### Acción requerida 1
Extrae literalmente del fragmento sobre el aborto el pasaje que comienza en "En primer lugar, porque" y termina en "casadas y solteras.".
### Acción requerida 2
Enumera, en orden de aparición, todos los verbos en infinitivo (con sus pronombres enclíticos, si los llevan) de la oración del fragmento sobre el aborto que empieza con «Gracias a sus principios».

### Extracto de la página

'''

En primer lugar, porque es falsa la ecuación “pobreza = aborto”. Basta con mirar las tristes estadísticas de aborto en el mundo para reconocer que millones de mujeres de los países más desarrollados eliminan a sus hijos antes de nacer. El aborto, por lo tanto, toca a todos: ricos y pobres, personas instruidas y personas sin titulación escolar, adolescentes, jóvenes y mujeres ya adultas, casadas y solteras.
En segundo lugar, porque la verdadera causa del aborto no es la situación económica en la que uno viva, sino la carencia de amor y de principios éticos. Millones de mujeres pobres de todo el mundo que inician el embarazo tienen una gran capacidad de amar y una clara rectitud moral. Gracias a sus principios hacen todo lo posible para proteger y cuidar al hijo antes de nacer, y para darle todo lo que esté a su alcance (a veces muy poco, por culpa de la indiferencia de los más ricos y potentes del planeta) para alimentarlo y cuidarlo una vez nacido.

'''

Datos de máscaras de segmentación
'''

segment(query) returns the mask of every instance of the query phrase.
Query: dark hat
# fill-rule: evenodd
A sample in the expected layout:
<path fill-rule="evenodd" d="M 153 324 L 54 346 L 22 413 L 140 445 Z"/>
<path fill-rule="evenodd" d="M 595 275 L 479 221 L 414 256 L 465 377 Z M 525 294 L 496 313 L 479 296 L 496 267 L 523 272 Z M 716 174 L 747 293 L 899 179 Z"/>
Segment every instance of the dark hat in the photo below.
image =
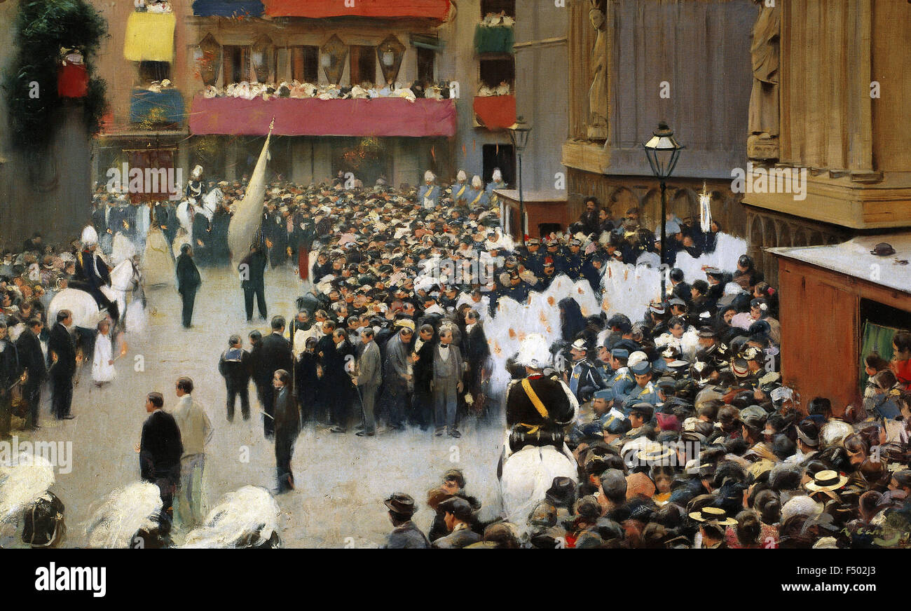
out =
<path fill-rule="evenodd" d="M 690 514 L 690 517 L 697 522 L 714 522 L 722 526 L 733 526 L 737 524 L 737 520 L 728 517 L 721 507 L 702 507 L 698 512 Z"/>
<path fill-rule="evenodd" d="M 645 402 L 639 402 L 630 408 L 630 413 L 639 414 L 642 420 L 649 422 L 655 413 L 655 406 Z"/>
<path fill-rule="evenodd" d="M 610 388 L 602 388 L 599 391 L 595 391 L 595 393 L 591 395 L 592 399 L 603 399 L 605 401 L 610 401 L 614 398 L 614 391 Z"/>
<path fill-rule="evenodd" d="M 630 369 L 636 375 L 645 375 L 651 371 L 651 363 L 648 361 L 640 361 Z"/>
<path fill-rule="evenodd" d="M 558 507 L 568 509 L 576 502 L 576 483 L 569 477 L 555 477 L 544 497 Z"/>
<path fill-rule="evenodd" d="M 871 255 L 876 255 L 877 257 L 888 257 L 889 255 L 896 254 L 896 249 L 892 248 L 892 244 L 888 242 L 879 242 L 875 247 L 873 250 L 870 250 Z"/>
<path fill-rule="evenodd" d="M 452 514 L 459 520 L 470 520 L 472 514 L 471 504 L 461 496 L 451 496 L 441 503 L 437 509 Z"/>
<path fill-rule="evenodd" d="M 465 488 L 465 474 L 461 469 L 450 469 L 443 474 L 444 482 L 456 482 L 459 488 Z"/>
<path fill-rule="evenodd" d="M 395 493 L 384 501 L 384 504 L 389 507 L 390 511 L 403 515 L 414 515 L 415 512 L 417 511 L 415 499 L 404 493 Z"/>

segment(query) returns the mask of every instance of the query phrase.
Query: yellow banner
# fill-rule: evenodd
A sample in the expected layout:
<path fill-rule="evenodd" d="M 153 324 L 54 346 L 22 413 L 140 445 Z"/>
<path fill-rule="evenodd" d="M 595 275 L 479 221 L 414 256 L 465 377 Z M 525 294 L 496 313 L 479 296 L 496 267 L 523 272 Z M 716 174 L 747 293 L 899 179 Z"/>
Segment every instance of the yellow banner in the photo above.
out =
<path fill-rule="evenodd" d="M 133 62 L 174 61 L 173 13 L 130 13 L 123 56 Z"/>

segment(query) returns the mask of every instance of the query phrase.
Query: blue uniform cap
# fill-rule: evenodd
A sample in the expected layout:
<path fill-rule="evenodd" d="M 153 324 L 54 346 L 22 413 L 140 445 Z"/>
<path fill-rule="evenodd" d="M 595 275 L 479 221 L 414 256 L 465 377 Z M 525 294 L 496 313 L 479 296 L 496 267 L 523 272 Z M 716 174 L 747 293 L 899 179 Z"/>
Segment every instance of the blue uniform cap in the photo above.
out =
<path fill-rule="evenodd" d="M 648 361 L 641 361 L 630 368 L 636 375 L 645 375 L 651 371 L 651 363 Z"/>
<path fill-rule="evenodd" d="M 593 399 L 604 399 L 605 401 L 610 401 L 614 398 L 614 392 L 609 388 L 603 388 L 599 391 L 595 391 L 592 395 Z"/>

'''

### Resultado esperado 1
En primer lugar, porque es falsa la ecuación “pobreza = aborto”. Basta con mirar las tristes estadísticas de aborto en el mundo para reconocer que millones de mujeres de los países más desarrollados eliminan a sus hijos antes de nacer. El aborto, por lo tanto, toca a todos: ricos y pobres, personas instruidas y personas sin titulación escolar, adolescentes, jóvenes y mujeres ya adultas, casadas y solteras.

### Resultado esperado 2
proteger, cuidar, nacer, darle, alimentarlo, cuidarlo